── Alıntılanan Bölüm ──

Inception'da birçok insan benim bu filmde hissettiklerimi hissetmiş, şimdi anlıyorum onları, ama nasıl hissedilemeyeceğini de anlıyorum. Inception benim için çok düşünülebilir bir kavramdı, filmi anlamadığımı düşünerek çıkmadım, üzerine daha fazla araştırmak da istemedim. Interstellar değildi. Çok düğüm vardı aşamadığım, ama film hepsini aşmıştı, son derece zevkliydi. Okudukça düşündükçe daha da zevkli olmaya başladı. Sırf bu his yüzünden Inception'a tekrar bir şans vereceğim.

- Filmin müziklerine dikkat etmedim izlerken, ama sonra herkesin ölüp bittiğini görünce "ya ben o müzikleri resmen doğal sesler olarak algılayıp izledim" dedim. Albümü dinledim, defalarca dinledim, cidden muhteşem. Spotify'da var, bakınız. Deluxe versiyonu dinleyin.
Hans Zimmer'ın epikliği çok az müzisyende var. Parçaların çoğunda belli bir melodi yok aslında, ha evet bir THEME melodisi var, you'll see, ama asıl sahnelerle örtüşünce tüyleri diken diken ediyor. Mesela Mountains parçasını dinliyorum şu anda ve yükseldiği noktada önce hızlanıp sonra yavaşlayan saat tıkırtı sesleri gözlerimi dolduruyor. Ben filmiyle bu kadar tek parça olmuş bir soundtrack dinlememiştim daha önce.
Doğal sesler demişken Mann'ın yamuk attachmentı sonrası mekiğin patlamasının ardından gelen sessizlik MUAZZAMDI. Sessiz uzay >>>> HER ŞEY.

- Biraz karakterlerden bahsedeyim. Cooper'a diyecek bir şey yok, her ne kadar Golden Globe'da bu filme sadece soundtrack dalında TEK bir adaylık gelmiş olsa da Oscarlarda Mcccoughgjfhjfney yine bir yer kapar diye düşünüyorum. Bir an kafam karıştı benim Globelarda bir şey göremeyince, acaba release date'i uymadı bu sene değil seneye mi dahil olacak ödüllere diye, ama değilmiş. Çok garip. He was flawless. Hiçbir sahnede "ay bu adam how to lose a guy in 10 days matthew ya" diye düşünmedim. Herif Oscar'ının hakkıyla oynadı yani.

───
── Gösterilen Öğeler ──

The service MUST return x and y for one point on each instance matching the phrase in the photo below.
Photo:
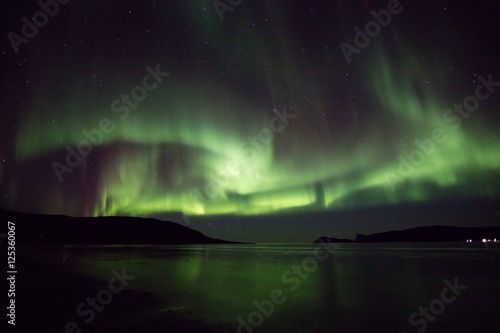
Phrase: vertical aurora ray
(193, 144)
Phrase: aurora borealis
(259, 114)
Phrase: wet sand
(49, 290)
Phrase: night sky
(230, 120)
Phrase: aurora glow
(203, 122)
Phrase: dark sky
(269, 120)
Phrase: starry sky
(209, 113)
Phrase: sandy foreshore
(49, 291)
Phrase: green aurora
(193, 153)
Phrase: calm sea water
(307, 288)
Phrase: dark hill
(37, 228)
(433, 234)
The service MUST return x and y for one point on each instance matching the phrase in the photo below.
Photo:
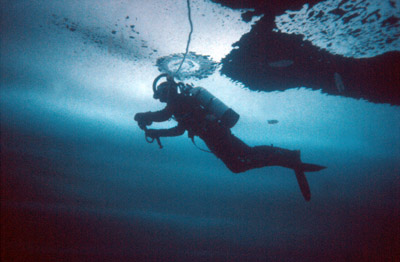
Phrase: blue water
(80, 183)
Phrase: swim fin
(311, 167)
(303, 184)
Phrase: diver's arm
(148, 117)
(175, 131)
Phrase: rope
(189, 38)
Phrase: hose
(189, 38)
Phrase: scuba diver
(201, 114)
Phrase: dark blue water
(80, 183)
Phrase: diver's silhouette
(203, 115)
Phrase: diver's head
(165, 92)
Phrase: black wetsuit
(236, 154)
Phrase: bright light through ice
(349, 28)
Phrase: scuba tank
(225, 115)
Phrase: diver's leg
(275, 156)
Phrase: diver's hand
(143, 119)
(152, 133)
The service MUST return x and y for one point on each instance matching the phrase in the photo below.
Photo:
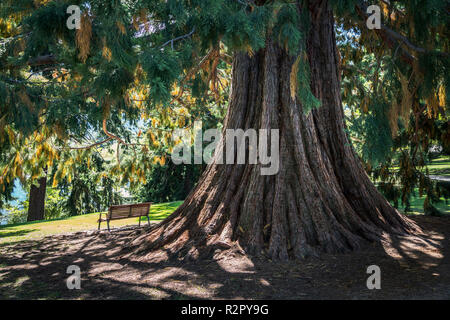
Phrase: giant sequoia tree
(286, 74)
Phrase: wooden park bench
(126, 211)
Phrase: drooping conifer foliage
(151, 64)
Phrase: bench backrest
(128, 211)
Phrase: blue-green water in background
(19, 195)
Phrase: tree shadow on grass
(37, 270)
(14, 233)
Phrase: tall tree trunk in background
(36, 206)
(320, 201)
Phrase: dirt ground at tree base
(410, 269)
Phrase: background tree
(286, 76)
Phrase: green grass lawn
(439, 167)
(40, 229)
(416, 206)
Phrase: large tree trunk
(36, 203)
(320, 201)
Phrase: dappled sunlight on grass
(41, 229)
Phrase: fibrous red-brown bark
(36, 201)
(320, 201)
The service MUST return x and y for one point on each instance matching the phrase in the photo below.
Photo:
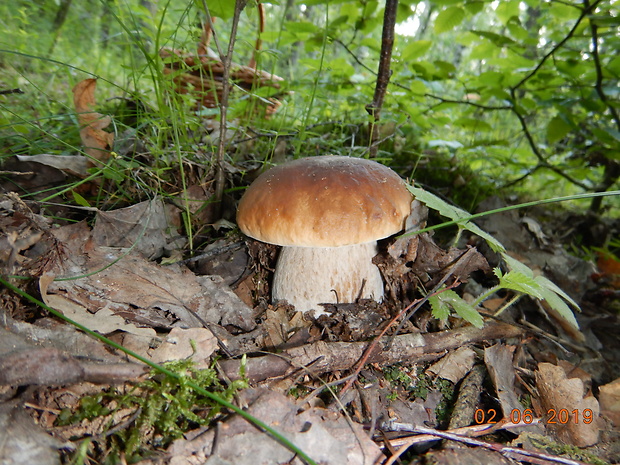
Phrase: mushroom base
(308, 276)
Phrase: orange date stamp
(553, 416)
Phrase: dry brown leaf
(140, 292)
(97, 142)
(567, 406)
(499, 362)
(322, 434)
(23, 441)
(147, 226)
(455, 365)
(610, 401)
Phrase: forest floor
(366, 383)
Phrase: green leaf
(496, 39)
(542, 288)
(440, 309)
(449, 299)
(455, 214)
(224, 9)
(521, 283)
(415, 49)
(448, 19)
(557, 128)
(80, 200)
(507, 10)
(559, 306)
(473, 124)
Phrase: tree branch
(585, 12)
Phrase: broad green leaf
(521, 283)
(301, 26)
(449, 298)
(473, 124)
(559, 306)
(415, 49)
(455, 214)
(507, 10)
(557, 128)
(537, 286)
(440, 309)
(516, 265)
(496, 39)
(546, 283)
(449, 18)
(224, 9)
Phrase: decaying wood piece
(203, 74)
(321, 357)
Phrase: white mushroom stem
(308, 276)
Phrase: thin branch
(516, 453)
(584, 13)
(220, 179)
(599, 72)
(542, 162)
(468, 102)
(383, 75)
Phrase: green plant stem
(534, 203)
(255, 421)
(484, 296)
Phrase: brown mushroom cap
(326, 201)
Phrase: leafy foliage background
(523, 94)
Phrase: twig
(470, 103)
(343, 356)
(516, 453)
(220, 178)
(383, 76)
(584, 13)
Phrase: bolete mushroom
(328, 213)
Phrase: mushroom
(328, 213)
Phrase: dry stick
(220, 179)
(341, 356)
(383, 76)
(402, 444)
(373, 345)
(410, 310)
(508, 451)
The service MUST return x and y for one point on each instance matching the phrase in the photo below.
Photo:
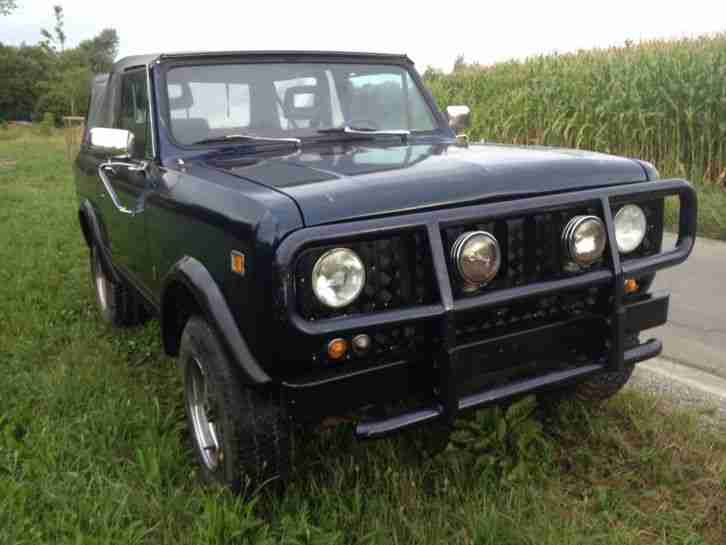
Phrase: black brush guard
(634, 316)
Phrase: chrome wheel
(101, 282)
(202, 415)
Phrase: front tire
(240, 437)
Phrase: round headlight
(630, 227)
(338, 277)
(477, 257)
(584, 238)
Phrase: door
(129, 179)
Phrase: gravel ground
(684, 387)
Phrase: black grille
(399, 274)
(531, 248)
(531, 313)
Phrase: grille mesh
(530, 313)
(531, 248)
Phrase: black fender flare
(94, 235)
(197, 279)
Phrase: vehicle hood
(354, 181)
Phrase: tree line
(48, 77)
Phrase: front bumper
(455, 364)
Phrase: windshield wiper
(248, 138)
(347, 129)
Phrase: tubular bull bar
(647, 312)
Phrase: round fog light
(584, 239)
(337, 348)
(361, 343)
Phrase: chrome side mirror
(111, 143)
(459, 118)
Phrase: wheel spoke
(200, 406)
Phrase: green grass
(92, 435)
(662, 101)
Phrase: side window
(134, 113)
(95, 117)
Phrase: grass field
(91, 435)
(662, 101)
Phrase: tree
(7, 6)
(100, 52)
(459, 63)
(58, 36)
(22, 68)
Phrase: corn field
(662, 101)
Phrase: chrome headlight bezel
(328, 297)
(459, 255)
(569, 239)
(629, 246)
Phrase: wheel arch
(190, 289)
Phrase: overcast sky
(432, 33)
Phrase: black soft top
(145, 60)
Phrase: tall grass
(662, 101)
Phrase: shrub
(47, 124)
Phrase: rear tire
(118, 304)
(240, 438)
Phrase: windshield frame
(439, 120)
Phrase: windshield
(295, 100)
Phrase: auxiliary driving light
(630, 227)
(584, 239)
(477, 257)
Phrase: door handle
(110, 167)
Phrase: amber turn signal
(237, 262)
(337, 348)
(631, 286)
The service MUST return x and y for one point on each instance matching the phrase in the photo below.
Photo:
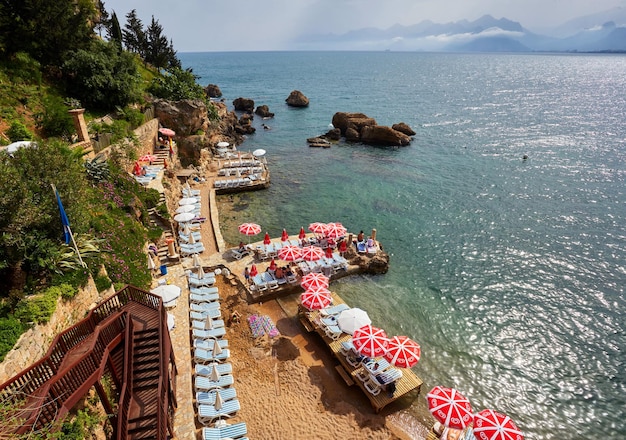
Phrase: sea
(504, 219)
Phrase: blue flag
(64, 220)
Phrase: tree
(134, 35)
(102, 77)
(115, 32)
(46, 29)
(102, 22)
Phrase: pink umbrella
(312, 253)
(329, 252)
(335, 230)
(491, 425)
(314, 280)
(450, 407)
(370, 341)
(315, 299)
(167, 132)
(317, 228)
(403, 352)
(147, 158)
(249, 229)
(289, 253)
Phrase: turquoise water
(510, 273)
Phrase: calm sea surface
(510, 273)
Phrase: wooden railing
(49, 388)
(127, 386)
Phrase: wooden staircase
(142, 423)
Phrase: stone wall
(34, 343)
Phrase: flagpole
(69, 230)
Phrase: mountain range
(601, 32)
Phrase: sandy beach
(287, 385)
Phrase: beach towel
(261, 325)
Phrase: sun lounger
(204, 282)
(205, 334)
(203, 356)
(205, 370)
(334, 310)
(204, 325)
(236, 431)
(208, 344)
(212, 313)
(211, 297)
(208, 413)
(204, 306)
(203, 290)
(208, 397)
(206, 384)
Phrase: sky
(242, 25)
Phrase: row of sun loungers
(238, 181)
(216, 398)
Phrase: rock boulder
(297, 99)
(343, 121)
(383, 135)
(403, 128)
(264, 111)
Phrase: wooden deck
(408, 383)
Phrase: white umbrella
(167, 292)
(215, 375)
(185, 208)
(188, 201)
(218, 401)
(352, 319)
(184, 217)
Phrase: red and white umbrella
(314, 280)
(403, 352)
(147, 158)
(335, 230)
(316, 299)
(289, 253)
(492, 425)
(317, 228)
(249, 229)
(450, 407)
(312, 253)
(370, 341)
(253, 271)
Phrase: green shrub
(18, 132)
(38, 308)
(102, 282)
(10, 331)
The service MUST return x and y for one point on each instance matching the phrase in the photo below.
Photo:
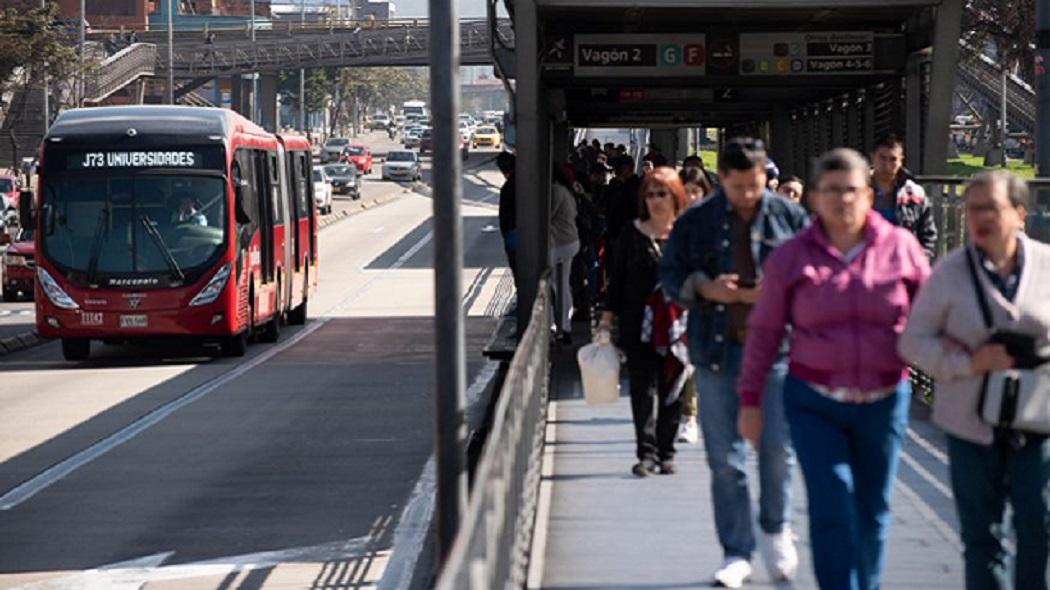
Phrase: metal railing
(491, 548)
(120, 69)
(945, 194)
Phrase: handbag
(600, 370)
(1015, 399)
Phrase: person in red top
(845, 286)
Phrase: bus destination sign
(165, 159)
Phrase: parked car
(487, 137)
(19, 267)
(412, 138)
(322, 191)
(8, 196)
(359, 155)
(333, 149)
(379, 122)
(402, 165)
(426, 143)
(343, 178)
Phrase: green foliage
(968, 165)
(28, 40)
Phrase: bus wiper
(100, 232)
(150, 226)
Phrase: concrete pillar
(854, 123)
(532, 168)
(912, 112)
(268, 101)
(941, 86)
(781, 143)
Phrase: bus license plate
(134, 321)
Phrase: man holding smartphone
(712, 264)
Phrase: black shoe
(644, 468)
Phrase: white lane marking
(402, 260)
(56, 472)
(415, 522)
(128, 575)
(539, 551)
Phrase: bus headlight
(214, 287)
(55, 293)
(14, 259)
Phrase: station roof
(720, 62)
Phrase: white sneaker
(733, 573)
(781, 559)
(688, 433)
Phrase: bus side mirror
(239, 211)
(25, 209)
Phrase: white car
(402, 165)
(322, 191)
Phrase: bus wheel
(235, 345)
(272, 331)
(76, 349)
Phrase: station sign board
(639, 55)
(794, 54)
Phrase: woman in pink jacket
(844, 286)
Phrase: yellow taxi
(487, 137)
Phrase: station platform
(600, 526)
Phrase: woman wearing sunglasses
(633, 288)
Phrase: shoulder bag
(1016, 399)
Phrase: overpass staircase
(983, 78)
(22, 128)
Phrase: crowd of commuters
(802, 303)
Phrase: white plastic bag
(600, 369)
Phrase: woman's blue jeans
(848, 454)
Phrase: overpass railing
(120, 69)
(946, 198)
(491, 548)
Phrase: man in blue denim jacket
(712, 264)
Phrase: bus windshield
(134, 223)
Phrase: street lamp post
(255, 76)
(83, 40)
(302, 75)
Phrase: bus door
(286, 218)
(265, 202)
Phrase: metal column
(912, 112)
(268, 102)
(942, 84)
(448, 330)
(532, 168)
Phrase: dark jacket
(632, 278)
(915, 213)
(700, 248)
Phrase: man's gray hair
(839, 160)
(1016, 188)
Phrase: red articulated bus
(164, 220)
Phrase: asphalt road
(164, 467)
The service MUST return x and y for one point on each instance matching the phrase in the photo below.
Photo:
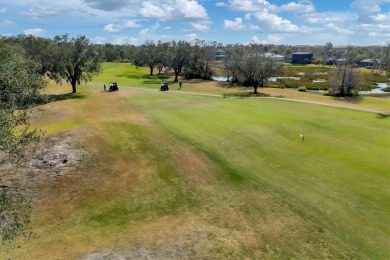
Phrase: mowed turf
(186, 176)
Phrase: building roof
(367, 60)
(302, 53)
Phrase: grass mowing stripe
(336, 167)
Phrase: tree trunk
(73, 82)
(176, 75)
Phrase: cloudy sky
(313, 22)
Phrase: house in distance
(302, 58)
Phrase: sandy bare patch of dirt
(55, 155)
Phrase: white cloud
(271, 22)
(379, 35)
(256, 40)
(7, 23)
(120, 26)
(293, 7)
(120, 40)
(328, 17)
(339, 30)
(35, 32)
(201, 27)
(173, 10)
(43, 10)
(221, 4)
(248, 5)
(381, 18)
(368, 11)
(271, 39)
(235, 25)
(192, 36)
(99, 40)
(150, 30)
(107, 5)
(111, 28)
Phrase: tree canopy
(75, 59)
(20, 87)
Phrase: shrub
(302, 89)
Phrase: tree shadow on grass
(383, 115)
(61, 97)
(245, 95)
(353, 99)
(144, 76)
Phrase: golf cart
(164, 86)
(113, 86)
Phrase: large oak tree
(257, 68)
(75, 60)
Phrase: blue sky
(309, 22)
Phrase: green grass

───

▶ Sorular ve Görevler
1: Interstellar yazısına göre film Golden Globe'da hangi dalda aday gösterilmiş?
2: Interstellar yazısında "Hans Zimmer'ın epikliği" ile başlayıp "uzay >>>> HER ŞEY." ifadesine kadar süren bölümü hiç değiştirmeden kopyalayın.
3: Interstellar yazısını kaldığı yerden sürdürün.

▶ Görevlere Göre Sonuçlar
1: Yalnızca soundtrack dalında.

2:
Hans Zimmer'ın epikliği çok az müzisyende var. Parçaların çoğunda belli bir melodi yok aslında, ha evet bir THEME melodisi var, you'll see, ama asıl sahnelerle örtüşünce tüyleri diken diken ediyor. Mesela Mountains parçasını dinliyorum şu anda ve yükseldiği noktada önce hızlanıp sonra yavaşlayan saat tıkırtı sesleri gözlerimi dolduruyor. Ben filmiyle bu kadar tek parça olmuş bir soundtrack dinlememiştim daha önce.
Doğal sesler demişken Mann'ın yamuk attachmentı sonrası mekiğin patlamasının ardından gelen sessizlik MUAZZAMDI. Sessiz uzay >>>> HER ŞEY.

3:
Birçok kişinin düşündüğünün aksine Anne Hathaway, Sandra Bullock gibi her hareketi felaket olan bir kadın karakter değildi. Brand'i o kisve altına sokmaya çalışanlara çok pis atarlıyım, yok öyle bir şey. Bu filmin Sanra Bullock'u Doyle'du gayet. Mandafor, TARS zaten getiriyor kadını, sen daha ne gece mehtaba bakarmış gibi dalgayı izliyorsun, girsene içeri. Bildiğin mallıkta zirveydi, öldü de kurtulduk. Brand was smart, belki biraz emotional, ama useful. Gelecek nesil insan nüfusunu kadına emanet ettik, daha nolsun!

Ancak ve ancak filmdeki gizli kahraman ve muhtemelen zaman ilerledikçe tekrar seyretmelerimde favori karakterim olacak insan Romilly'dir. ADAM 23 SENE BEKLEDİ ARKADAŞLAR. Gelmeyecek bunlar ben gideyim sağlıcakla demedi. Adam bekledi, çalıştı, bilgi topladı, sonra da allahın belası kaçık Mann'ın bubi tuzağına kurban gitti. Çok yazık oldu çok. Ayrıca filme olan tavrımın 180 derece yaptığı ve beni dönülmez akşamın ufkuna götüren nokta da Romilly'nin mekik içinde depresyona girdiği bir sırada Cooper'ın gelip ona doğa sesleri dinlediği müzik çalarını vermesiydi. Gerçi belki sadece beni bu kadar etkilemiştir o sahne çünkü yaklaşık iki senedir anksiyete, meditasyon, telkin konularını araştırıp okuduğum için doğa sesleriyle rahatlamanın ne kadar önemli olduğunu biliyorum. Astronotların duyu izolasyonu altında o kadar uzun süre seyahat etmelerinin de ne kadar önemli bir nokta olduğunu görmek çok tatmin ediciydi, film o noktadan sonra benim için %100 İYİ FİLM oldu.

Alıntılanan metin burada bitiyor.